#### DATA EXTRACT

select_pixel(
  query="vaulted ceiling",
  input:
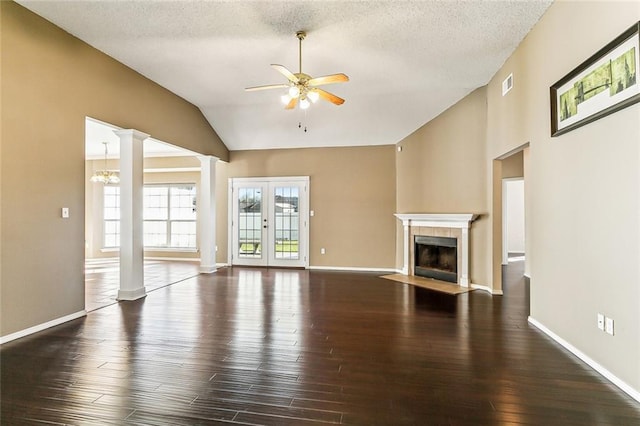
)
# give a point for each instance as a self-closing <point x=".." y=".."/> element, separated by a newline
<point x="407" y="61"/>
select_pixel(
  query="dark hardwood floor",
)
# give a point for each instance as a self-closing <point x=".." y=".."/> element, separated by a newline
<point x="292" y="347"/>
<point x="102" y="278"/>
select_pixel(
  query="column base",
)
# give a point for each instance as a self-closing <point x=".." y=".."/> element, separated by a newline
<point x="136" y="294"/>
<point x="464" y="282"/>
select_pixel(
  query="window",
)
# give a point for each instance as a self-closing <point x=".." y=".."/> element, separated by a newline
<point x="111" y="216"/>
<point x="169" y="216"/>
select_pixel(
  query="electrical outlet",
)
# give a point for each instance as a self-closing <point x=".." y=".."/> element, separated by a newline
<point x="608" y="325"/>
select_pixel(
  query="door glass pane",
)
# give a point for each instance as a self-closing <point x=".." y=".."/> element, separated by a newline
<point x="286" y="227"/>
<point x="249" y="223"/>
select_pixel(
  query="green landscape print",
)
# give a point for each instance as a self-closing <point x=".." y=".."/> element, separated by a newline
<point x="615" y="76"/>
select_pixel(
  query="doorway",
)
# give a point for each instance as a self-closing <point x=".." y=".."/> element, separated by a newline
<point x="269" y="221"/>
<point x="513" y="242"/>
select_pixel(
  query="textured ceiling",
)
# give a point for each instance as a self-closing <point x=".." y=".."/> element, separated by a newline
<point x="407" y="60"/>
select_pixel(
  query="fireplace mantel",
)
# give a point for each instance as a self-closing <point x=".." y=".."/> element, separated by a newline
<point x="460" y="221"/>
<point x="437" y="220"/>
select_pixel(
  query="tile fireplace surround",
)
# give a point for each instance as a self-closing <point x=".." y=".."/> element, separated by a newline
<point x="438" y="225"/>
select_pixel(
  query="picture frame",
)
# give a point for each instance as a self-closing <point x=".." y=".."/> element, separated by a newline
<point x="603" y="84"/>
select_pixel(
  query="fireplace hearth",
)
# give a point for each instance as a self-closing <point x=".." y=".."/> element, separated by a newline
<point x="436" y="257"/>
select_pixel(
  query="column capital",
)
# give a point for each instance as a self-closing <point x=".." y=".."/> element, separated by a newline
<point x="207" y="158"/>
<point x="132" y="133"/>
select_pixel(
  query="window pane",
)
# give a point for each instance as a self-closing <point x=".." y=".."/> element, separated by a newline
<point x="183" y="203"/>
<point x="156" y="202"/>
<point x="112" y="202"/>
<point x="111" y="233"/>
<point x="183" y="234"/>
<point x="155" y="233"/>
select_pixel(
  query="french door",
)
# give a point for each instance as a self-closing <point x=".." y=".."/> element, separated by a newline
<point x="269" y="221"/>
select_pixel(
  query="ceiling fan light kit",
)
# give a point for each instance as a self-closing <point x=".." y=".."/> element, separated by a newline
<point x="302" y="89"/>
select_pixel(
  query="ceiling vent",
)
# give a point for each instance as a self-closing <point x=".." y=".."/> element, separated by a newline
<point x="507" y="84"/>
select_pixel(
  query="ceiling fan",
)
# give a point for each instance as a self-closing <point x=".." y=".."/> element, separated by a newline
<point x="303" y="88"/>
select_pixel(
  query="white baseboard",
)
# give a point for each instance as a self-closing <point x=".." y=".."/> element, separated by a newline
<point x="633" y="393"/>
<point x="40" y="327"/>
<point x="352" y="269"/>
<point x="487" y="289"/>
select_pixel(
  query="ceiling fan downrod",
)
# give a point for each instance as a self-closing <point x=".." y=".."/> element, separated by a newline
<point x="301" y="35"/>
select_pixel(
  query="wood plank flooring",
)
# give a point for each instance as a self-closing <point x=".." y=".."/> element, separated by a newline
<point x="291" y="347"/>
<point x="102" y="278"/>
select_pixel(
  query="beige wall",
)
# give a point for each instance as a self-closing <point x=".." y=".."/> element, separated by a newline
<point x="50" y="82"/>
<point x="513" y="166"/>
<point x="352" y="194"/>
<point x="442" y="169"/>
<point x="582" y="188"/>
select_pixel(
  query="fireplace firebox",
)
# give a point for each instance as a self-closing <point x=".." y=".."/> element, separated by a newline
<point x="436" y="257"/>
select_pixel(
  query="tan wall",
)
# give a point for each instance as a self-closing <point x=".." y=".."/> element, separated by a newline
<point x="513" y="166"/>
<point x="50" y="82"/>
<point x="441" y="169"/>
<point x="583" y="187"/>
<point x="352" y="194"/>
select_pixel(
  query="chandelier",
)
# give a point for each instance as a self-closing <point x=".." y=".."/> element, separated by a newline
<point x="105" y="176"/>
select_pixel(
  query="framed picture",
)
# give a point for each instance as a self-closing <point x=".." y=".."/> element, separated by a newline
<point x="601" y="85"/>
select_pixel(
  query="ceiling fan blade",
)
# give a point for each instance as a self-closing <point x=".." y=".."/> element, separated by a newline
<point x="292" y="103"/>
<point x="329" y="97"/>
<point x="328" y="79"/>
<point x="269" y="86"/>
<point x="284" y="71"/>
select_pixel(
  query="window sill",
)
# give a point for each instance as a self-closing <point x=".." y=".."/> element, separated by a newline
<point x="159" y="249"/>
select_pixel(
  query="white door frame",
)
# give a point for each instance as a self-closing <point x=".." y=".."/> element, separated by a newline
<point x="303" y="213"/>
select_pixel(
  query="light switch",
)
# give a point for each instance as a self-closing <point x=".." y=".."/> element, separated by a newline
<point x="608" y="325"/>
<point x="601" y="322"/>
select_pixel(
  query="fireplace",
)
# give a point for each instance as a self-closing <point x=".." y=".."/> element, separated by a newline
<point x="436" y="257"/>
<point x="451" y="233"/>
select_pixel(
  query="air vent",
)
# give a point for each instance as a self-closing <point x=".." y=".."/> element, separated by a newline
<point x="507" y="84"/>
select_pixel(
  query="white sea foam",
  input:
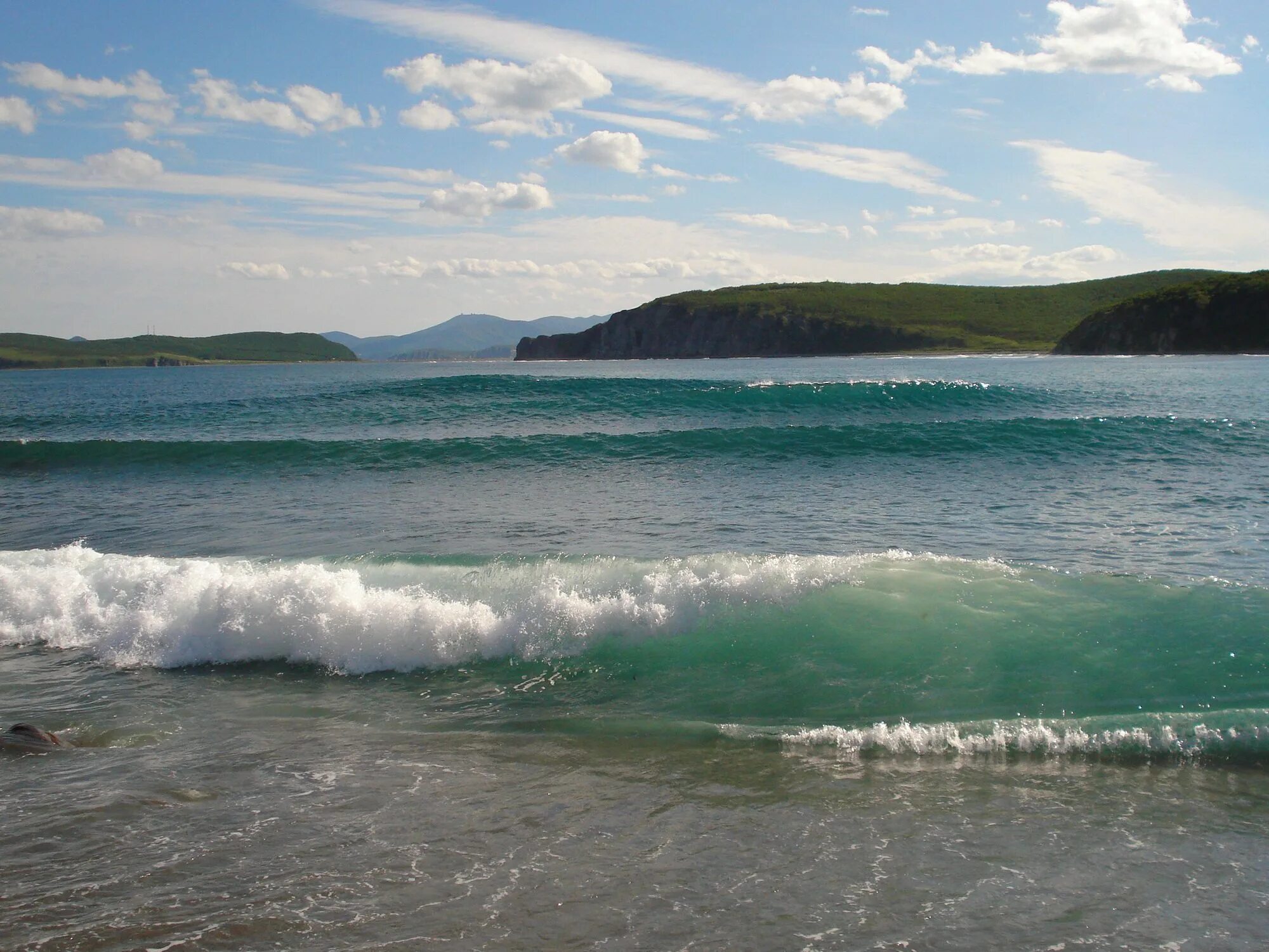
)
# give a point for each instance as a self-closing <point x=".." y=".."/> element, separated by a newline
<point x="141" y="611"/>
<point x="1027" y="736"/>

#### WHAT NEEDS TO BE DONE
Pull out every line of the listing that contains the string "white", copying each one in full.

#### OUTPUT BELOW
  query="white baseboard",
  query="white door frame",
  query="white sea foam",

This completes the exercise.